Provide an exact transcription of all the records.

Coordinate annotation entries
========

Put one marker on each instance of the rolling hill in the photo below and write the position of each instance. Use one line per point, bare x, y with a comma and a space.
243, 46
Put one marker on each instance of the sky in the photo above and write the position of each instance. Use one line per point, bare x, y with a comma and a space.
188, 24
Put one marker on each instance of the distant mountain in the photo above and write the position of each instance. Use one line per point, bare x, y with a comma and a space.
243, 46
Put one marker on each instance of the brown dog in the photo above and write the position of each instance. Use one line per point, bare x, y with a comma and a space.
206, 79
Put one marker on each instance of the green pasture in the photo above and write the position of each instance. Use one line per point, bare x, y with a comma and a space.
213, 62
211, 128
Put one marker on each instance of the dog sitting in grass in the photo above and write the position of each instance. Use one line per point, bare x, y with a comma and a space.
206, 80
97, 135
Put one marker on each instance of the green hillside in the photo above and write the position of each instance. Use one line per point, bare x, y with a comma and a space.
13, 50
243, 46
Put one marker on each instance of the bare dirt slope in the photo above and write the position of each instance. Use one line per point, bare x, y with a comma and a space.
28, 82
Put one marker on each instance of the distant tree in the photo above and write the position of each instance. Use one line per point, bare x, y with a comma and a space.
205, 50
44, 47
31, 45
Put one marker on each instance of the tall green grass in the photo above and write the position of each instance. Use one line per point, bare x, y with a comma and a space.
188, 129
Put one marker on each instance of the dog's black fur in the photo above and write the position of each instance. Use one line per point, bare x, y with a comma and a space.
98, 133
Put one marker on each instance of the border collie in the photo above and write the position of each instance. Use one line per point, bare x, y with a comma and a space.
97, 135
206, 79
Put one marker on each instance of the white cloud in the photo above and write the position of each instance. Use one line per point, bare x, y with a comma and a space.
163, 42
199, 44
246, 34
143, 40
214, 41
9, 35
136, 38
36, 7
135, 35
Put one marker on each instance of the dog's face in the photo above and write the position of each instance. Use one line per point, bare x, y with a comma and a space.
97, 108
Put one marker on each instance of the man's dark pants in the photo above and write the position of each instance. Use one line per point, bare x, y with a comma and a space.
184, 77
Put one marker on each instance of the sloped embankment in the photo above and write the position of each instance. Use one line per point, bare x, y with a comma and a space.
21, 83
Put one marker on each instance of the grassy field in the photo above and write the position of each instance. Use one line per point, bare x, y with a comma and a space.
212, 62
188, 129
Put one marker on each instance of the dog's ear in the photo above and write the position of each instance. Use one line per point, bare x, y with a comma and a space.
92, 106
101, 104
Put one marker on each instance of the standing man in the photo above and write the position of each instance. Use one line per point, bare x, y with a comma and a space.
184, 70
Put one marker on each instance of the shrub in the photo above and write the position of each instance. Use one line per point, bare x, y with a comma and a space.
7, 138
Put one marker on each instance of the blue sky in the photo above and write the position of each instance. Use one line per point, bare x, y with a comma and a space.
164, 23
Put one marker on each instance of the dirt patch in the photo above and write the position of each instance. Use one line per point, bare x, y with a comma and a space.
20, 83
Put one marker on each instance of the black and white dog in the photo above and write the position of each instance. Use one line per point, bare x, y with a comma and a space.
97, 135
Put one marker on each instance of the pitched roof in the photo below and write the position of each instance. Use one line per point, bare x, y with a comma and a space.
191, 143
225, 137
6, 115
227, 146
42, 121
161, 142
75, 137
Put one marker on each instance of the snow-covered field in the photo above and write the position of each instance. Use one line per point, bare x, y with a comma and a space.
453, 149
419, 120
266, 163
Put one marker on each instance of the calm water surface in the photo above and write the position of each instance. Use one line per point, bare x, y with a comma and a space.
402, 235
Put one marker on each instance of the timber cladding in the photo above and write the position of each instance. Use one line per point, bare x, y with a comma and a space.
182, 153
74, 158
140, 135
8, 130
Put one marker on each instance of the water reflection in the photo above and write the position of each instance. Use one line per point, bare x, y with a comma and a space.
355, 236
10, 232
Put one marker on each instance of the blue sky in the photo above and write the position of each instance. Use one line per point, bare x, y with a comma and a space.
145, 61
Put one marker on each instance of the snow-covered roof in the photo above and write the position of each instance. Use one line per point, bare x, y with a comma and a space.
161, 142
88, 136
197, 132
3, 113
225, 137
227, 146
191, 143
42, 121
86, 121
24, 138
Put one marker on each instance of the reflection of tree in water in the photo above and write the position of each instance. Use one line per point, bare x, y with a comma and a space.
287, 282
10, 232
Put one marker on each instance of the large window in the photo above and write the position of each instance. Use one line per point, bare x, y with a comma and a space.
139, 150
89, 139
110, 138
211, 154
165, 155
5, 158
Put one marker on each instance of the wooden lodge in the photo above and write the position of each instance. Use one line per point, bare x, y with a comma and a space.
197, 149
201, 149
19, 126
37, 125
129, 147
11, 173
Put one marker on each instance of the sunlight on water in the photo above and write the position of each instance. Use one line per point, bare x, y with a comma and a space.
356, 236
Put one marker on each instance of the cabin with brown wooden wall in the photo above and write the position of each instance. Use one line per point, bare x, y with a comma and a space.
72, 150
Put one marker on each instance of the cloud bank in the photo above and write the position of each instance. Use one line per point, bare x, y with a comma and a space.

========

REPLY TO THE TASK:
Put one marker on each instance of the rolling hill in the photo below and write the position of each instance. Use one line per point, bare x, y with a comma and a space.
243, 46
Put one marker on each instance of the sky in the photo above and write the position of each instance. Use one line per point, bare x, y with a comma and a space.
188, 24
Put one marker on each instance of the distant mountain in the photo above and write the position of each instance. Use one line per point, bare x, y with a comma and a space.
243, 46
Put one marker on each instance of the brown dog in the photo above and write the position of each instance. Use one line per point, bare x, y with a comma and a space.
206, 79
Put one marker on each instance of the green pasture in the photo above and write the position of each instance. Use one line per point, bare x, y with a comma and a space.
213, 62
211, 128
Put one marker on each instance of the dog sitting in grass in the photo above and write the position of each instance. Use one line per point, bare x, y with a comma and a space.
206, 80
97, 135
Put one marker on each instance of the green hillside in the photo above and write the position of each instance. Use one line per point, bare x, y with a comma and a space.
13, 50
243, 46
Put one marker on each instance of the bare dirt slope in the photo above and write the position of each instance. Use one line per point, bare x, y with a comma and a space.
28, 82
Put one marker on each instance of the distant tree in the photo above and write the position of each instance. Use one line per point, bare x, y with a comma and a space.
205, 50
44, 47
31, 45
Put one marker on each instance of the tall green grass in the photo above and write the position of each instance. Use one line per point, bare x, y with a comma and a space.
188, 129
Put one marker on each instance of the dog's black fur in the photo above and write the position of each instance. Use one line per point, bare x, y with a comma and a space.
98, 133
Put one marker on each instance of the border collie in the photo above and write the position of each instance. Use one line per point, bare x, y with a comma and a space.
97, 135
206, 79
Put one marker on each instance of the white cloud in the photo above and write the position of each instance. Use one line per point, bare x, y with a comma and a space.
163, 42
199, 44
246, 34
143, 40
214, 41
9, 35
136, 38
36, 7
135, 35
Put one marker on each instance of the dog's face in the photo above and write the position of each instance. Use one line per point, bare x, y with a comma and a space.
97, 108
Put one marker on each instance of the man's dark pants in the photo above and write the position of each instance. Use one line per point, bare x, y with a comma and a space.
184, 77
Put one marker on each instance of the sloped embankment in the photo above and write the position of each instance. Use one line per point, bare x, y with a comma and a space.
21, 83
Put one marker on each instance of the grassy field in the photo above and write the position of each instance. Use one line per point, bare x, y with a comma and a space.
212, 62
188, 129
Put one marker on each instance of the dog's ear in the photo above and write the position of each instance. Use one line per point, bare x, y with a comma and a space.
92, 106
101, 104
Put one marker on each instance of the standing man in the photo above and write the position of each instance. Use one line per point, bare x, y with a comma and a space.
184, 70
Put one marker on each instance of the shrub in the photo above and write the position of each instance. Use one line per point, bare x, y with a comma and a space.
7, 138
Put one marker on each instance of the blue sky in the photo above and write the position of each instance. Use one line per point, bare x, y with a comma and a space.
164, 23
Put one marker on each instance of the dirt patch in the photo above and write the position of each instance. Use one line per point, bare x, y with a comma and a space.
20, 83
Put one marker on each instance of the black and white dog in the photo above and write the position of each instance. Use one line per point, bare x, y with a comma and a space.
97, 135
Put one marker on each instance of the pitched roof in the photo below and write the position of each instance. Use one line per point, bare x, y with a comma and a space.
191, 143
225, 137
6, 115
227, 146
42, 121
161, 142
75, 137
Put one marker on each instance of the snow-covered field in the photo above and write the position of each instance. Use one line per point, bare x, y with a comma and a space.
453, 149
419, 120
266, 163
Put one marker on each instance of the calm water surface in the photo above and write the position of each instance. Use one line per point, bare x, y with a comma and a space.
402, 235
Put one marker on each instance of the timber cladding in the photo above and write the position of each instance. Use one line per point, bare x, y with a comma and a space.
182, 153
74, 158
140, 135
8, 130
Put one marker on each instance of the water reflection in the photo above and write the position of each instance. Use one line per point, bare x, y with a comma and a space.
355, 236
10, 232
Put one marker on each instance of the blue sky in the photo above and write the position of each instance. Use one line per point, bare x, y with a comma and a space.
145, 61
Put one marker on each instance of the snow-covered roof in the photo above and write the position of each instance. Use one line per point, bare x, y with a comma and a space.
161, 142
88, 136
197, 132
3, 113
225, 137
227, 146
191, 143
42, 121
86, 121
24, 138
Put one marker on each instance of the reflection of tree in water in the photo above and write the position of each instance. Use one line per point, bare x, y with a comma and a space.
287, 282
10, 232
Put one marker on each instance of the large window in the photo above and write the position of each instance. Use one line per point, bare x, y with a comma and a space.
139, 150
89, 139
110, 138
211, 154
165, 155
5, 158
Put one marker on each instance of the wooden lodge in the photo above and write the position of each instance. Use one line per point, bare x, y with a comma and a space.
197, 149
201, 149
19, 126
37, 125
129, 147
11, 173
Put one marker on each instance of the sunlight on water in the photo above and write the position of each instance. Use one line per point, bare x, y with a comma and a space.
356, 236
Put one marker on each instance of the cabin with brown wooden wall in the photo above and write the position of each instance. Use one line per point, bare x, y with a comma and a space.
72, 150
Put one marker on each instance of the cloud bank in the photo above and write the position of each instance. Use one line per point, bare x, y with a comma and a space.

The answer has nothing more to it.